### Consigne A
Extrayez des enregistrements ci-dessous chaque ligne qui contient le mot « black ».

### Extrait choisi
========

Des jours comme ça
L'avis de Ricochet
Plongée directe dans un bain végétal et fleuri, tout embaumé des parfums de printemps, cet album est un émerveillement.
Avec son titre en demi-teinte qui n’en dit pas plus que ça et cette couverture déjà prometteuse, quoiqu'assez énigmatique, le livre s’ouvre sur des dédicaces indicielles, une citation de Rainer Maria Rilke, rien que ça, et enfin un petit avertissement programmatique… Il en faut des pages pour en venir au fait ! ... Qui ne font qu’attiser notre curiosité bien sûr !
Et tout à coup, nous y voilà, c’est le grand plongeon : la double page illustrée par Alice Gravier s’affiche en vis-à-vis de deux vues différentes du même lever de soleil, qu’on reconnaît grâce aux nuages, au feuillage du chêne, lointain sur la page de gauche, tout proche sur celle de droite. Avec le même texte : « Ce n’est pas tous les jours qu’on a la chance de voir le soleil se lever. » C’est un procédé qui appelle à l’observation fine et qui rappelle Forêt des frères de Yukiko Noritake. Que voit-on alors ? La couleur est dense, les contrastes profonds. Le trait est sûr, infiniment précis comme le détail de l’écorce de l’arbre, du tissu de l’oreiller, mais qui parle sous la plume d’Oriane Smith ? Tournons la page.

========

Entrées d'annotation de localisation dans des images

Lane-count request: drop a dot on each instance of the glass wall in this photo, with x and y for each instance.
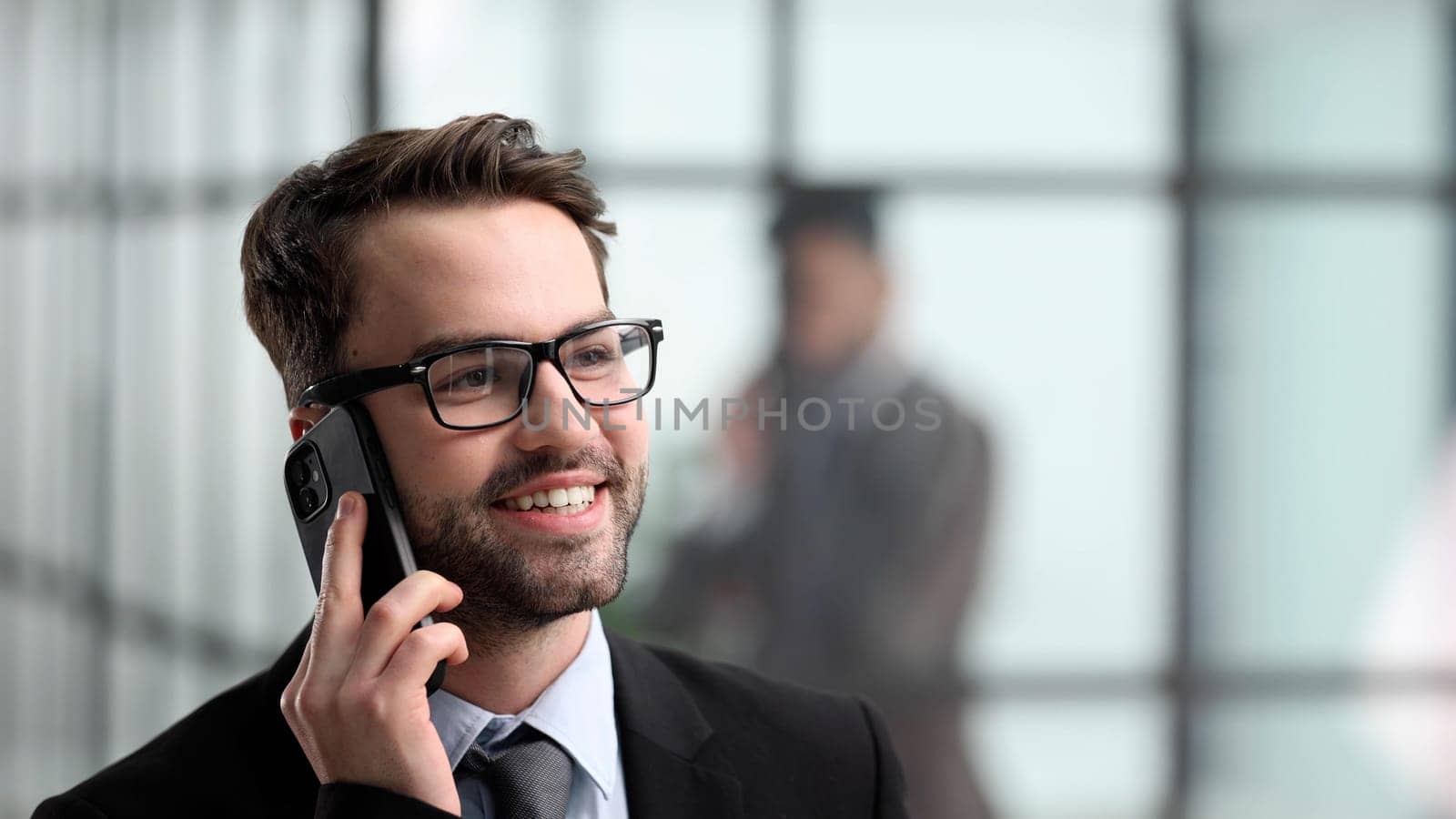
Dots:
(1187, 261)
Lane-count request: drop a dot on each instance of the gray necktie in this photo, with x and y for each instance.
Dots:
(529, 780)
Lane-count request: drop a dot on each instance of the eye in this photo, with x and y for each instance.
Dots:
(473, 379)
(592, 358)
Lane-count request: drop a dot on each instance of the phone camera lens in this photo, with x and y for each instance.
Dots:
(298, 472)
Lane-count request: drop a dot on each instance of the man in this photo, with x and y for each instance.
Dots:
(849, 552)
(398, 247)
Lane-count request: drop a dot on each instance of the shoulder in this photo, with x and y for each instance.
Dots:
(169, 765)
(237, 743)
(739, 700)
(783, 741)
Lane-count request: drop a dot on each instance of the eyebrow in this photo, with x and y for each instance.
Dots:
(450, 339)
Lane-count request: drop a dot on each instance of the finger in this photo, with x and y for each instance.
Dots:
(339, 612)
(390, 618)
(417, 656)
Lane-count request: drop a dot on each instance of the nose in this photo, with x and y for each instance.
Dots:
(553, 417)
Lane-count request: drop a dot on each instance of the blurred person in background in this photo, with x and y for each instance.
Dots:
(844, 557)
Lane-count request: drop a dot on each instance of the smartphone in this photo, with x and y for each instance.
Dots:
(337, 455)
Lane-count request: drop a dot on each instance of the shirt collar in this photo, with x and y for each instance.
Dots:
(577, 710)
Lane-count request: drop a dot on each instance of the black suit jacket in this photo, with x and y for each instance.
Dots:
(699, 741)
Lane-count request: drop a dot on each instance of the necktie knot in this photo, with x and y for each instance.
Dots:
(529, 780)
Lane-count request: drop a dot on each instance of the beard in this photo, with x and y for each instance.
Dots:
(514, 588)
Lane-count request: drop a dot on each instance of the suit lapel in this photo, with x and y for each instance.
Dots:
(662, 734)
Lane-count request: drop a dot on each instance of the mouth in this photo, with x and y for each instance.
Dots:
(561, 500)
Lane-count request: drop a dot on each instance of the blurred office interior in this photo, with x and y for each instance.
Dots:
(1188, 259)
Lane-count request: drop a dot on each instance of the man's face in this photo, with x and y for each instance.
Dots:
(509, 271)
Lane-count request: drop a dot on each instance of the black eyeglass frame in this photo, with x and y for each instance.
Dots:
(349, 387)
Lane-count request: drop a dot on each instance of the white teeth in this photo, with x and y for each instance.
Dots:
(562, 500)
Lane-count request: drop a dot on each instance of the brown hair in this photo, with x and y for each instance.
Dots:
(298, 285)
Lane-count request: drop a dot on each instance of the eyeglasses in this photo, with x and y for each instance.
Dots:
(490, 382)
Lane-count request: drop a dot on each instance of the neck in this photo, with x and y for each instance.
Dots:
(507, 676)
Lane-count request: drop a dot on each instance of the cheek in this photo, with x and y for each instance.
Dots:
(631, 442)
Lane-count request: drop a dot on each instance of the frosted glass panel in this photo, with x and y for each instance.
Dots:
(1321, 395)
(1067, 758)
(1331, 86)
(453, 57)
(1055, 319)
(925, 84)
(1298, 758)
(669, 80)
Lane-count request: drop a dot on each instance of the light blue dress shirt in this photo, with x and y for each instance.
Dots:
(577, 712)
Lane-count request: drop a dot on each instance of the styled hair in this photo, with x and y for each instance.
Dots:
(298, 281)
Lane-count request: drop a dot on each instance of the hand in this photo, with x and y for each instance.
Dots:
(357, 703)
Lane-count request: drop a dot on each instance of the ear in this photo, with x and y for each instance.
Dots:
(302, 419)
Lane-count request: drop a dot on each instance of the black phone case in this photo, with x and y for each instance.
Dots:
(351, 458)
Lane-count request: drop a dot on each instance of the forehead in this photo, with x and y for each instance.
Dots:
(507, 270)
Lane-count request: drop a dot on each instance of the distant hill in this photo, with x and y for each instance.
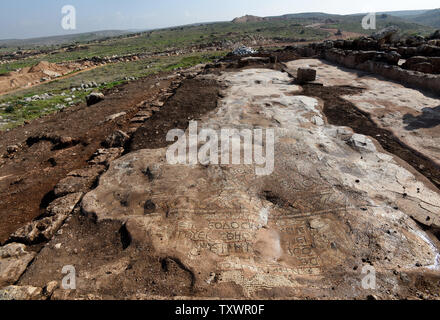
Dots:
(409, 22)
(248, 18)
(428, 18)
(61, 40)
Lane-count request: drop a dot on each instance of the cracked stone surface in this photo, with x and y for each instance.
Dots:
(14, 259)
(334, 202)
(410, 114)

========

### Consigne B
Transcrivez le passage de la critique de l'album, depuis « Et tout à coup, nous » jusqu'à « Tournons la page. » inclus.

### Résultat attendu A
Lane-count request: drop a dot on each instance of the black suit jacket in this photo, with x and y for each instance.
Lane-count request: drop a dot on each instance of the black eyeglass frame in this photo, with x and y for each instance.
Lane-count request: drop a dot on each instance of the black phone case in this photo, with x and y for each instance.

### Résultat attendu B
Et tout à coup, nous y voilà, c’est le grand plongeon : la double page illustrée par Alice Gravier s’affiche en vis-à-vis de deux vues différentes du même lever de soleil, qu’on reconnaît grâce aux nuages, au feuillage du chêne, lointain sur la page de gauche, tout proche sur celle de droite. Avec le même texte : « Ce n’est pas tous les jours qu’on a la chance de voir le soleil se lever. » C’est un procédé qui appelle à l’observation fine et qui rappelle Forêt des frères de Yukiko Noritake. Que voit-on alors ? La couleur est dense, les contrastes profonds. Le trait est sûr, infiniment précis comme le détail de l’écorce de l’arbre, du tissu de l’oreiller, mais qui parle sous la plume d’Oriane Smith ? Tournons la page.